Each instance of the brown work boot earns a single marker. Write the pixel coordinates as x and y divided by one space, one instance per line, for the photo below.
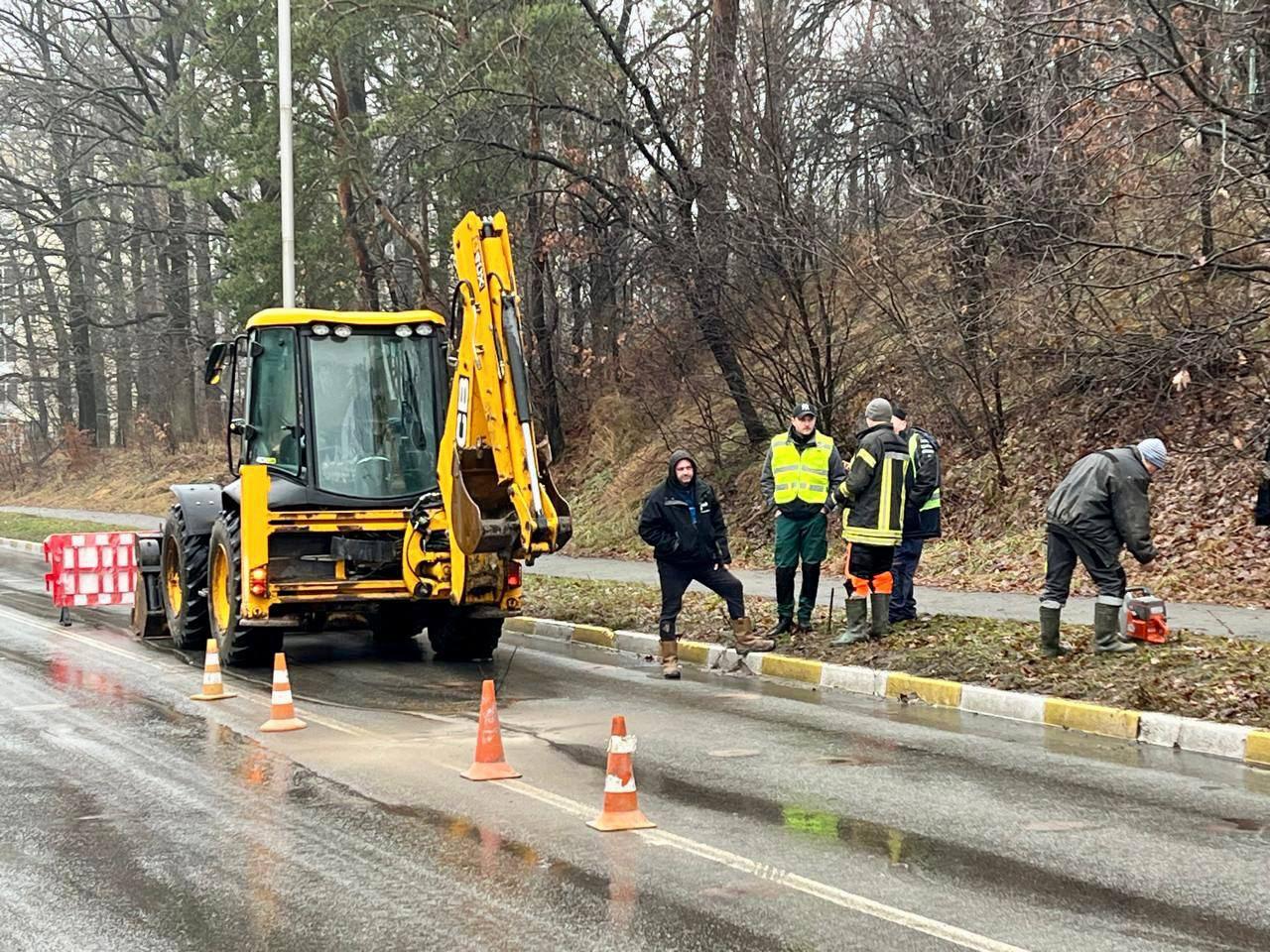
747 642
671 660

---

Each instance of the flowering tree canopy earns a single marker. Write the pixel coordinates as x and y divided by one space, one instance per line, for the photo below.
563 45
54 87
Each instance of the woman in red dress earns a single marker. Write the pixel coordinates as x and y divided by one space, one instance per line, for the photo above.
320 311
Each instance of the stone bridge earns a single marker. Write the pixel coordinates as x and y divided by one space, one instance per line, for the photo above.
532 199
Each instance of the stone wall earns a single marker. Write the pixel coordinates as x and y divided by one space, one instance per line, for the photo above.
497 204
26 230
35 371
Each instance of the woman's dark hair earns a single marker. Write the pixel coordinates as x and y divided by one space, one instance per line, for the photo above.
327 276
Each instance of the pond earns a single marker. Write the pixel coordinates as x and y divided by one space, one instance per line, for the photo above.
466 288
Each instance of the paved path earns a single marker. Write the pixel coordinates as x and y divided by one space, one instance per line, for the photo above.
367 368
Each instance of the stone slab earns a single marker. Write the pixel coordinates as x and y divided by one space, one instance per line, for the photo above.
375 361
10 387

--

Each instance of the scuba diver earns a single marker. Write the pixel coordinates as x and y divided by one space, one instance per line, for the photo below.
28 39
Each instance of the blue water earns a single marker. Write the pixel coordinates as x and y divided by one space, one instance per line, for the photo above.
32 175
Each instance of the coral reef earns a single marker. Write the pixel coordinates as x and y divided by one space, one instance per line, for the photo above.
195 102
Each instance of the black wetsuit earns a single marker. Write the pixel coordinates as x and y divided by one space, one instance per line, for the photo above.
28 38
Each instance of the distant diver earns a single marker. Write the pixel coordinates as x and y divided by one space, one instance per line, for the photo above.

What you need to do
Find every line in the data above that contains the word "below", and copy each of those lines in full. Treat uppercase and lowercase letters as different.

Reply
Each instance of the brown work boot earns a single marker. Write the pixel coordinates as x and y divided by one space, one instance per line, for the photo below.
Each instance of the flowering tree canopy earns a single marker. Write the pixel coordinates as x and y divided by one space, one instance per line, for the photo below.
Each instance of the scuba diver earns a single marker. Write the pixel coordinates as x and y divided by one space, one instance per line, for the photo below.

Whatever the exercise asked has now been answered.